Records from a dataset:
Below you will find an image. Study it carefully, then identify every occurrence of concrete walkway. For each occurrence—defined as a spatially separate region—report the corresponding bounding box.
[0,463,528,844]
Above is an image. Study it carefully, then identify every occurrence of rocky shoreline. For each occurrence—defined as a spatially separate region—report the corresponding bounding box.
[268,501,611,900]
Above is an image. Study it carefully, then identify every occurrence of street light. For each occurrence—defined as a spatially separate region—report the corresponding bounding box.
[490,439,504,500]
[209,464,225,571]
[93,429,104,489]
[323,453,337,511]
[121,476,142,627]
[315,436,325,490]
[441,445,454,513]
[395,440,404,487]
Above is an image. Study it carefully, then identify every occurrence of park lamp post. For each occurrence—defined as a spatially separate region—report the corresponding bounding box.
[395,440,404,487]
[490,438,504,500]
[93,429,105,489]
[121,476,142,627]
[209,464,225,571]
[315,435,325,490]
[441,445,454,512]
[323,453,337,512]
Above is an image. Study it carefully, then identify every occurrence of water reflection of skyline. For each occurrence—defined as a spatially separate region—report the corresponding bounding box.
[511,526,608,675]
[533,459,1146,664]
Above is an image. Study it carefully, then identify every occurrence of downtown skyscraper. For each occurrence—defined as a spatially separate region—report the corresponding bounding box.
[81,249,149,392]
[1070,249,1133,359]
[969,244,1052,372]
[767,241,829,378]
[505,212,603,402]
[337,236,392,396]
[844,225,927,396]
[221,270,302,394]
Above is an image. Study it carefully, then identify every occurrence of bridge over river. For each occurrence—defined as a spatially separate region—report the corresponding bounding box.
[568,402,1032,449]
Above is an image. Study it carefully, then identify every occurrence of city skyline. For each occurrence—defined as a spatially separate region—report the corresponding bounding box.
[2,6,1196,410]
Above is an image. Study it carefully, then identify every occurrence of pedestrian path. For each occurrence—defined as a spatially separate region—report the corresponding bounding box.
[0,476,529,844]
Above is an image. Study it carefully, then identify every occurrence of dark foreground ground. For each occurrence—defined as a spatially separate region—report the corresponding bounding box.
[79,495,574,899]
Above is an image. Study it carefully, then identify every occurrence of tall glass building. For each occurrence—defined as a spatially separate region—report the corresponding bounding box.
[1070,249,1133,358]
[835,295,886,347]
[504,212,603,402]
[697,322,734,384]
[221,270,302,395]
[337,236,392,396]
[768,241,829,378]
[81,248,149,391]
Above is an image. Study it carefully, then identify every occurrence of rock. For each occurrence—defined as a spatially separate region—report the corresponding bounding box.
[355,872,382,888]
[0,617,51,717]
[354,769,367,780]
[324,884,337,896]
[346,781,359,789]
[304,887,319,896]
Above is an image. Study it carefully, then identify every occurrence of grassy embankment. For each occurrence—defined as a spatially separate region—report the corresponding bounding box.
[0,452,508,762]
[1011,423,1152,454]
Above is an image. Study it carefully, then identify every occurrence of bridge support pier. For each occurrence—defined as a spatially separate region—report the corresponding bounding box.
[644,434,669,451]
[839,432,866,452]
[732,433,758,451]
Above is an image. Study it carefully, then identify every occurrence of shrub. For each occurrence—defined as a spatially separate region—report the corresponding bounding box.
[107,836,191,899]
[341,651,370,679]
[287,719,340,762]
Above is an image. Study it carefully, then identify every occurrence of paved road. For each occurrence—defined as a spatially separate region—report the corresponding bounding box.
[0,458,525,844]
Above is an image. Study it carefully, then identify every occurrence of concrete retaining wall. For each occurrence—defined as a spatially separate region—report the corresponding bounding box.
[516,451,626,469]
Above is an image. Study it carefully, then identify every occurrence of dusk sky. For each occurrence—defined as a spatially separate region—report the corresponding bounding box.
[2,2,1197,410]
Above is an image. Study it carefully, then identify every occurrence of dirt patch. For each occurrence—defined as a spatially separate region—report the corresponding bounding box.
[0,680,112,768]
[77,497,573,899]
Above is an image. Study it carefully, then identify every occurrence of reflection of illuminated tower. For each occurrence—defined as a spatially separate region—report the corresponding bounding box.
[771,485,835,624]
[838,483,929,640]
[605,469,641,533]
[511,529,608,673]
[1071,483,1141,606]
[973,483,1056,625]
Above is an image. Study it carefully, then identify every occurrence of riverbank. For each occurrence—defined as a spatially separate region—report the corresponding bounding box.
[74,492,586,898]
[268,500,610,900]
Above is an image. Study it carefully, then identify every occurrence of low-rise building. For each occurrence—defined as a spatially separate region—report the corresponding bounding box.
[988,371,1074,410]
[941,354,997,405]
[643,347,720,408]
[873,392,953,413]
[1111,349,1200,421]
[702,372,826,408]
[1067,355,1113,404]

About this task - Copy out exactly the lines from the one containing "occurrence of dirt" through the last line above, keeping both end lines.

Output -
Above is an image. Study it carefully, then identify every occurrence of dirt patch. For each occurrence—defined as a spatially separate region—report the corresponding bounding box.
[0,680,112,768]
[77,497,573,899]
Above is an image. Study it carefully, then identify every occurrence of reflection of illuminated tower. For each occurrence—defined as a spatially separate region—report the corresponding bounding box.
[771,485,835,624]
[838,483,929,640]
[605,469,641,533]
[511,529,608,673]
[1071,483,1141,606]
[973,483,1056,625]
Above is an image. Study it carefully, then identify every occurrence of riverbank. For each occurrence—defined as a spatially separate region—report the corresponding bounding box.
[74,492,586,898]
[268,500,610,900]
Above is an image. Study it carefully, then identify every occurrence of low-rise building. For each occurrence—defined as a spatially separate region—report the corresponding bounding box.
[988,371,1074,410]
[941,354,997,405]
[643,347,720,408]
[873,392,953,413]
[1111,349,1200,421]
[702,372,826,408]
[1067,355,1113,404]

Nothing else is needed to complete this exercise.